• Stated goal:
Can you rewrite all the items below with "aircraft" swapped for "airplane" and everything else unchanged, leaving the pictures out?

• Pointing and labeling entries:
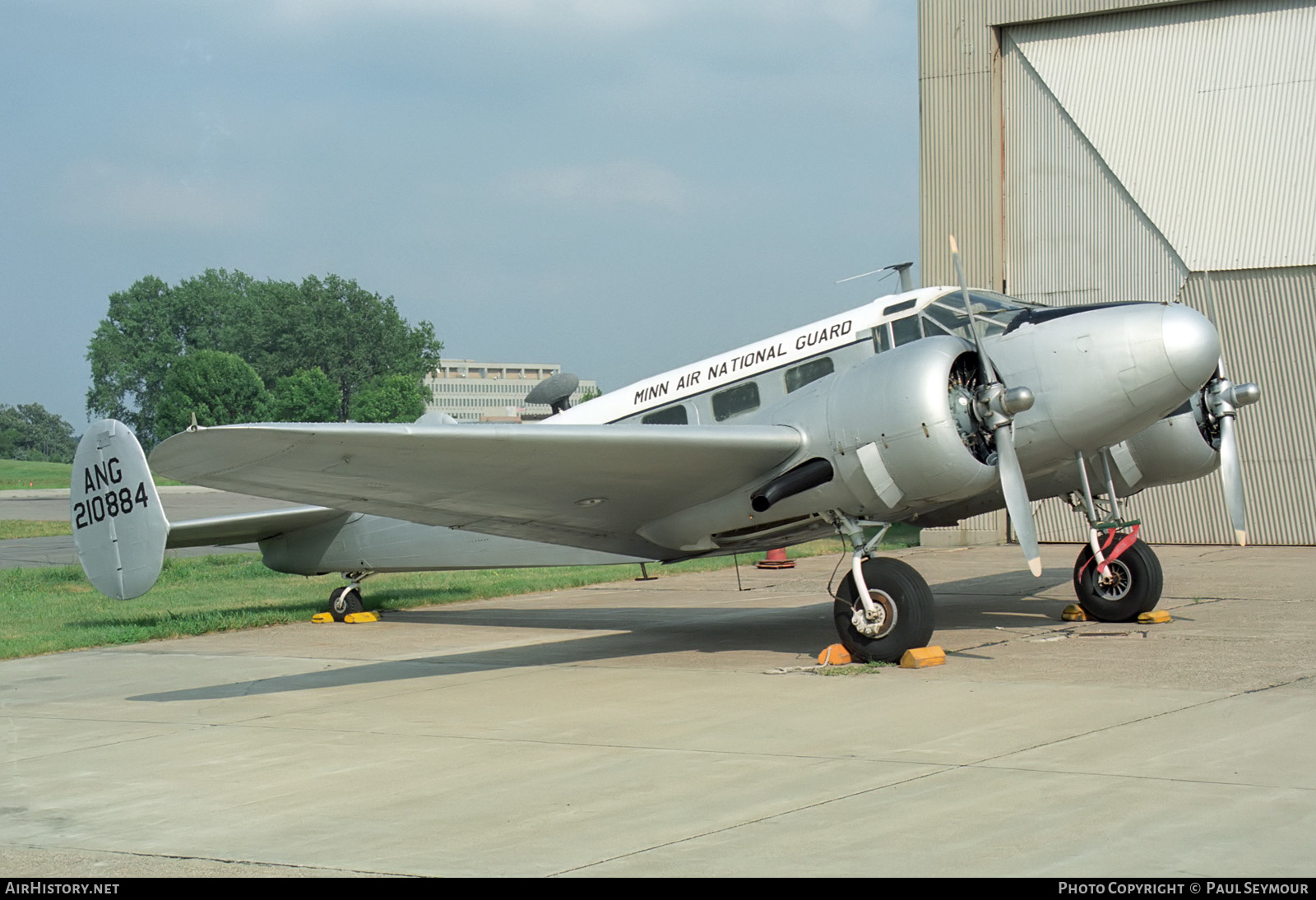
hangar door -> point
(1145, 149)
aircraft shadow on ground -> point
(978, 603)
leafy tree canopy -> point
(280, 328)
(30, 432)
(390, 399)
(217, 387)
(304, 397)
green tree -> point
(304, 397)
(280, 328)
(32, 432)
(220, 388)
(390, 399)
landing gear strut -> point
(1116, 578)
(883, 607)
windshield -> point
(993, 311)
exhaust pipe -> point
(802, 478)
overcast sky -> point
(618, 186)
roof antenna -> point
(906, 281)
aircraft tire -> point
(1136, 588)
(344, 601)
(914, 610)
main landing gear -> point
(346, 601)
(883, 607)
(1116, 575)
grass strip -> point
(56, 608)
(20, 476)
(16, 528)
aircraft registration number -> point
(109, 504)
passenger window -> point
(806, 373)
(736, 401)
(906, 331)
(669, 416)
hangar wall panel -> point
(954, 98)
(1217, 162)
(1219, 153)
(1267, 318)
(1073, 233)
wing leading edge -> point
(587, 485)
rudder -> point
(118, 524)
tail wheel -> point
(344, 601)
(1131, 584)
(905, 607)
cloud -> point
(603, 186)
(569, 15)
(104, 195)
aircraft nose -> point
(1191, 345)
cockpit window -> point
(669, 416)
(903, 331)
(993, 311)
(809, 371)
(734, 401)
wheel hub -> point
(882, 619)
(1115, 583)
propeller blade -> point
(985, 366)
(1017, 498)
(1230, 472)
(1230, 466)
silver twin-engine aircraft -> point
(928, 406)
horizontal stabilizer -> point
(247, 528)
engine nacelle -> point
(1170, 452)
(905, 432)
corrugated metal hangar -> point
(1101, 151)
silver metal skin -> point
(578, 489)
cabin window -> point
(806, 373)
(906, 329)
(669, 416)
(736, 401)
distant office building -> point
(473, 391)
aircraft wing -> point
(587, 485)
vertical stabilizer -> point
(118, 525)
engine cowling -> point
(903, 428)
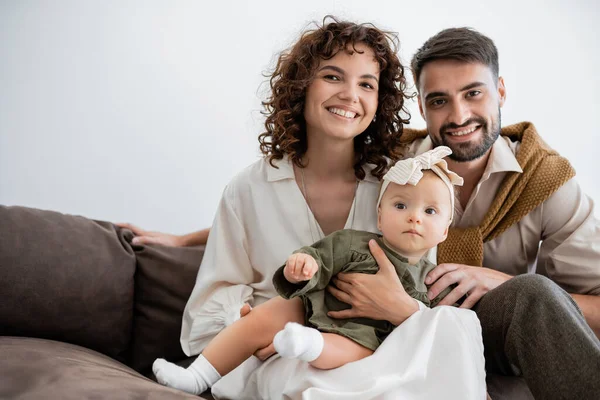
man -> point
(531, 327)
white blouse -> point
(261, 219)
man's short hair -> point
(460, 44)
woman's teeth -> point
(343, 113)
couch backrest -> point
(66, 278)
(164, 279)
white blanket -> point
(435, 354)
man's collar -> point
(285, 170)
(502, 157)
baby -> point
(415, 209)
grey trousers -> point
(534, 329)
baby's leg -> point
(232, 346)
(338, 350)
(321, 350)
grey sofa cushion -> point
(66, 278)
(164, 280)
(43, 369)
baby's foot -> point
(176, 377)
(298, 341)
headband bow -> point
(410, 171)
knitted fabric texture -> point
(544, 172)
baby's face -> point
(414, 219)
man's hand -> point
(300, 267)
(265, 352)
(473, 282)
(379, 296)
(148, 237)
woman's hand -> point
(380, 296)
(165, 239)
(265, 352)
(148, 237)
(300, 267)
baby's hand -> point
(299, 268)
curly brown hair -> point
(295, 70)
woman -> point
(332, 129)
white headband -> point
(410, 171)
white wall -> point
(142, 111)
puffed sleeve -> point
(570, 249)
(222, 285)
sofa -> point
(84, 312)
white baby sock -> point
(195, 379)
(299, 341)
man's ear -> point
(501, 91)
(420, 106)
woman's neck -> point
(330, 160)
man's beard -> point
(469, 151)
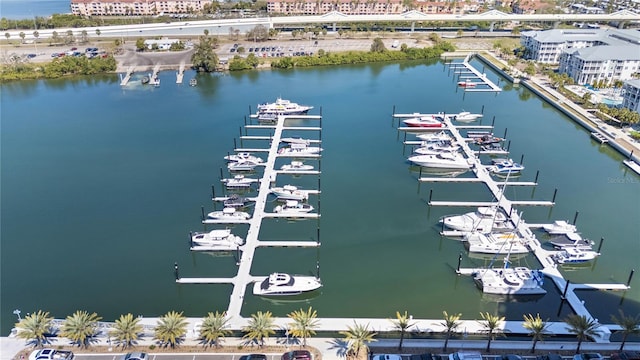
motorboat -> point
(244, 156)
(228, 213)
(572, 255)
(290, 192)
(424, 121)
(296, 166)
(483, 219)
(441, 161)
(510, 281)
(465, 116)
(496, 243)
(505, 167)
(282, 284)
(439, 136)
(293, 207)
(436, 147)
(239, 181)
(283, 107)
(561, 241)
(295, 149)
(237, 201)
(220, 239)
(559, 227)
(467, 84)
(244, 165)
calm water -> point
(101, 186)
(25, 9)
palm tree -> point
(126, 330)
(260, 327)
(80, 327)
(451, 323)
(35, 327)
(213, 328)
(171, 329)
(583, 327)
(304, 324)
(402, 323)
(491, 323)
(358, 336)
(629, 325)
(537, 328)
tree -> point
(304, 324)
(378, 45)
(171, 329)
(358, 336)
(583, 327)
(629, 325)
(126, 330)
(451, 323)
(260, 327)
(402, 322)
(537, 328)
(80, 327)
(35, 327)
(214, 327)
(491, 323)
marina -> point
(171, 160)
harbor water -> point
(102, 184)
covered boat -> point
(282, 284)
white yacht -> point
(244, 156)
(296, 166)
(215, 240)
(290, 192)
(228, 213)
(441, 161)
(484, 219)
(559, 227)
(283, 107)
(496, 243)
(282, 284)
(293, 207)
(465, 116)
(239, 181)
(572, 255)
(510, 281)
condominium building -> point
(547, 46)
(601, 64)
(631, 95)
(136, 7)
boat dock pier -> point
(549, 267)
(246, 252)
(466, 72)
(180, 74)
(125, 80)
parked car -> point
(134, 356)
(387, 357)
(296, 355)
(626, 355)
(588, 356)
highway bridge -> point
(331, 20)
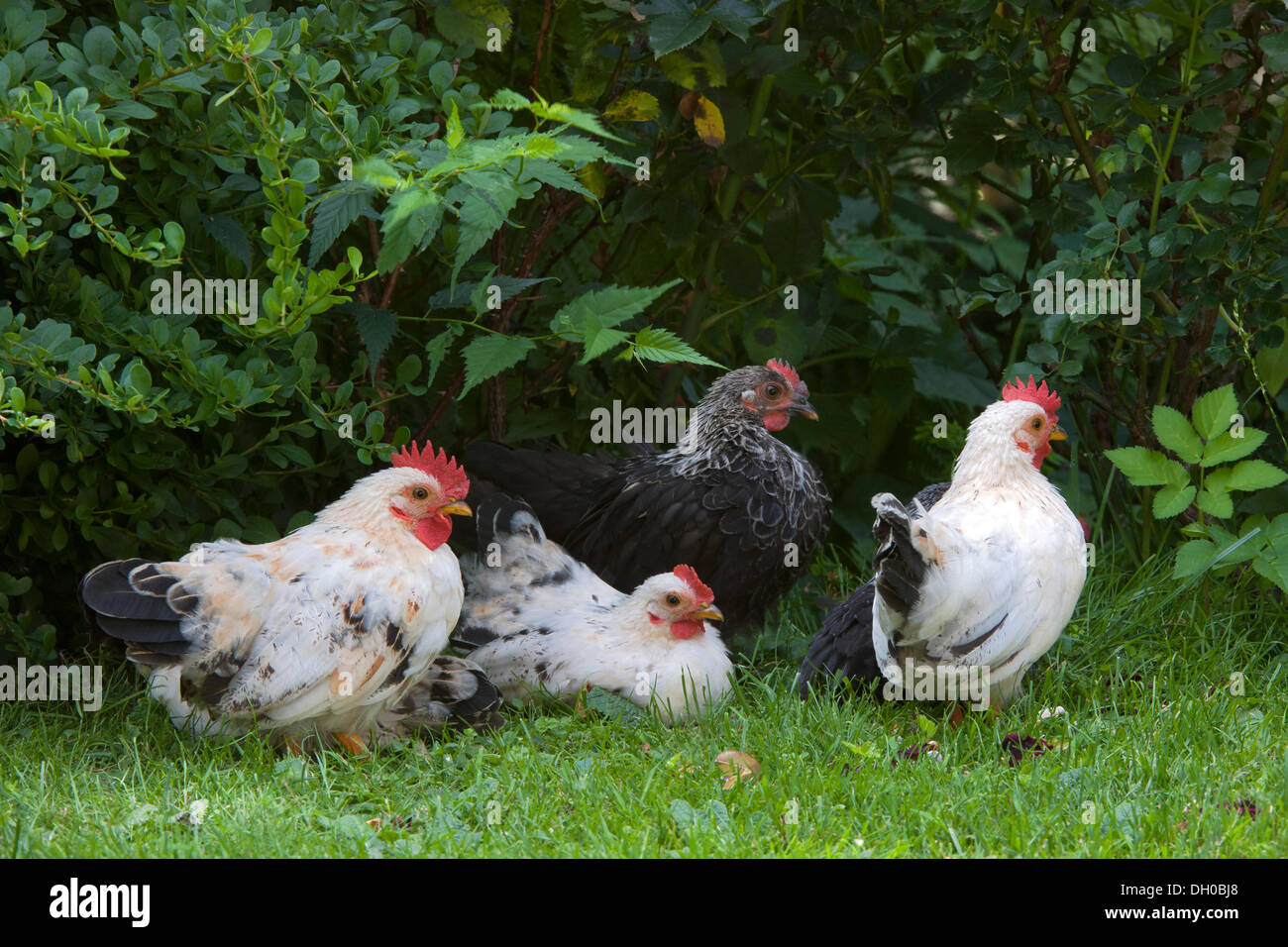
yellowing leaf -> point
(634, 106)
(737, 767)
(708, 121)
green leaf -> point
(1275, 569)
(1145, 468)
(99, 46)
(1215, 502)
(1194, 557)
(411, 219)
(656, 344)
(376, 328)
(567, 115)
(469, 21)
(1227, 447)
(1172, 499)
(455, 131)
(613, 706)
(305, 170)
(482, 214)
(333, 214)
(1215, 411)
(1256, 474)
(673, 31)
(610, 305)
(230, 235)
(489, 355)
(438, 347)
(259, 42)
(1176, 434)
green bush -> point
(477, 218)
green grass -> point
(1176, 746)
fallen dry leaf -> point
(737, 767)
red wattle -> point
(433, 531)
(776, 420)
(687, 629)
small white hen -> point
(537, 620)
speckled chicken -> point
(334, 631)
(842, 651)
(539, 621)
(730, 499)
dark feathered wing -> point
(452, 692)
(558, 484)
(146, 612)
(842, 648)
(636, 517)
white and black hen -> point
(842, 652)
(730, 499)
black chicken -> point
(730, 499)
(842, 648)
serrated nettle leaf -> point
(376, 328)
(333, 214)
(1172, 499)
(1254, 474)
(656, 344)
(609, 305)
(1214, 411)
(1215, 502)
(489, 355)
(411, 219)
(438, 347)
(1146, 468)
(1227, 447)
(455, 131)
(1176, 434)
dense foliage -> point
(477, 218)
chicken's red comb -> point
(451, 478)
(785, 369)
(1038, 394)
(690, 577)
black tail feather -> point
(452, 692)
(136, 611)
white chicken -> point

• The response:
hangar door -> point
(1145, 149)
airplane shadow on ground -> point
(978, 603)
leafy tree canopy -> point
(280, 328)
(30, 432)
(390, 399)
(217, 387)
(304, 397)
green tree -> point
(304, 397)
(280, 328)
(32, 432)
(220, 388)
(390, 399)
landing gear strut -> point
(1116, 578)
(883, 607)
windshield -> point
(993, 311)
exhaust pipe -> point
(802, 478)
overcast sky -> point
(618, 186)
roof antenna -> point
(906, 281)
airplane tire -> point
(1136, 588)
(344, 601)
(914, 610)
main landing gear -> point
(346, 601)
(883, 607)
(1116, 575)
grass strip -> point
(56, 608)
(20, 476)
(16, 528)
airplane registration number -> point
(109, 504)
passenger window -> point
(806, 373)
(736, 401)
(906, 331)
(669, 416)
hangar wall panel -> point
(954, 98)
(1217, 162)
(1219, 153)
(1267, 318)
(1073, 233)
wing leading edge -> point
(587, 485)
rudder -> point
(118, 524)
tail wheel -> point
(344, 601)
(1131, 584)
(905, 607)
cloud -> point
(603, 186)
(569, 15)
(104, 195)
airplane nose -> point
(1191, 345)
cockpit window -> point
(669, 416)
(903, 331)
(993, 311)
(809, 371)
(734, 401)
wheel hub -> point
(882, 619)
(1115, 583)
propeller blade -> point
(985, 366)
(1017, 498)
(1230, 472)
(1230, 466)
silver twin-engine airplane -> point
(928, 406)
horizontal stabilizer -> point
(247, 528)
engine nacelle -> point
(1170, 452)
(905, 432)
corrugated metal hangar -> point
(1101, 151)
silver metal skin -> point
(578, 489)
cabin window -> point
(806, 373)
(906, 329)
(669, 416)
(736, 401)
distant office building -> point
(473, 391)
airplane wing -> point
(587, 485)
vertical stabilizer -> point
(118, 525)
engine cowling -> point
(903, 428)
man -> point
(531, 327)
white blouse -> point
(261, 219)
man's short hair -> point
(460, 44)
woman's teeth -> point
(343, 113)
couch backrest -> point
(66, 278)
(164, 279)
white blanket -> point
(435, 354)
man's collar -> point
(285, 170)
(502, 157)
baby -> point
(415, 209)
grey trousers -> point
(534, 329)
baby's leg -> point
(232, 346)
(338, 350)
(321, 350)
grey sofa cushion -> point
(66, 278)
(164, 280)
(43, 369)
baby's foot -> point
(176, 377)
(298, 341)
headband bow -> point
(410, 171)
knitted fabric texture -> point
(544, 172)
baby's face -> point
(414, 219)
man's hand -> point
(300, 267)
(265, 352)
(473, 282)
(379, 296)
(148, 237)
woman's hand -> point
(380, 296)
(165, 239)
(265, 352)
(148, 237)
(300, 267)
baby's hand -> point
(299, 268)
curly brown hair -> point
(295, 70)
woman -> point
(332, 129)
white headband -> point
(410, 171)
white wall -> point
(142, 111)
puffed sleeve -> point
(570, 249)
(222, 285)
sofa -> point
(84, 312)
white baby sock -> point
(195, 379)
(299, 341)
man's ear -> point
(501, 91)
(420, 106)
woman's neck -> point
(330, 160)
man's beard -> point
(469, 151)
motorboat -> point
(244, 156)
(228, 213)
(572, 255)
(290, 192)
(424, 121)
(296, 166)
(483, 219)
(441, 161)
(510, 281)
(465, 116)
(496, 243)
(505, 167)
(282, 284)
(439, 136)
(293, 207)
(436, 147)
(239, 181)
(283, 107)
(561, 241)
(295, 149)
(237, 201)
(220, 239)
(559, 227)
(467, 84)
(244, 165)
calm water -> point
(101, 186)
(25, 9)
palm tree -> point
(126, 330)
(260, 327)
(80, 327)
(451, 323)
(35, 327)
(213, 328)
(171, 329)
(583, 327)
(304, 324)
(402, 323)
(491, 323)
(358, 336)
(629, 325)
(537, 328)
tree -> point
(304, 324)
(378, 45)
(171, 329)
(358, 336)
(583, 327)
(629, 325)
(126, 330)
(451, 323)
(260, 327)
(402, 322)
(537, 328)
(80, 327)
(35, 327)
(214, 327)
(491, 323)
marina -> point
(171, 160)
harbor water -> point
(102, 184)
covered boat -> point
(282, 284)
white yacht -> point
(244, 156)
(296, 166)
(215, 240)
(290, 192)
(228, 213)
(441, 161)
(484, 219)
(559, 227)
(283, 107)
(496, 243)
(282, 284)
(293, 207)
(465, 116)
(239, 181)
(572, 255)
(510, 281)
condominium building -> point
(547, 46)
(601, 64)
(631, 95)
(136, 7)
boat dock pier -> point
(549, 267)
(246, 252)
(466, 72)
(180, 74)
(125, 80)
parked car -> point
(134, 356)
(387, 357)
(296, 355)
(626, 355)
(588, 356)
highway bridge -> point
(331, 20)
yellowing leaf -> point
(634, 106)
(737, 767)
(708, 121)
green leaf -> point
(1275, 569)
(1145, 468)
(99, 46)
(1215, 502)
(1194, 557)
(411, 219)
(656, 344)
(376, 328)
(567, 115)
(469, 21)
(1227, 447)
(1172, 499)
(455, 131)
(613, 706)
(305, 170)
(482, 214)
(333, 214)
(1215, 411)
(1256, 474)
(673, 31)
(610, 305)
(230, 235)
(489, 355)
(438, 347)
(259, 42)
(1176, 434)
green bush -> point
(477, 218)
green grass -> point
(1176, 746)
fallen dry leaf -> point
(737, 767)
red wattle -> point
(433, 531)
(776, 420)
(687, 629)
small white hen -> point
(537, 620)
speckled chicken -> point
(334, 631)
(842, 651)
(539, 621)
(730, 499)
dark feathered wing -> point
(452, 692)
(558, 484)
(146, 612)
(842, 648)
(636, 517)
white and black hen -> point
(842, 652)
(730, 499)
black chicken -> point
(730, 499)
(842, 648)
serrated nettle leaf -> point
(376, 328)
(333, 214)
(1172, 499)
(1254, 474)
(656, 344)
(609, 305)
(1214, 411)
(1215, 502)
(489, 355)
(411, 219)
(438, 347)
(1146, 468)
(1227, 447)
(455, 131)
(1176, 434)
dense foliage -> point
(477, 218)
chicken's red comb -> point
(451, 478)
(785, 369)
(1038, 394)
(690, 577)
black tail feather -> point
(452, 692)
(136, 611)
white chicken -> point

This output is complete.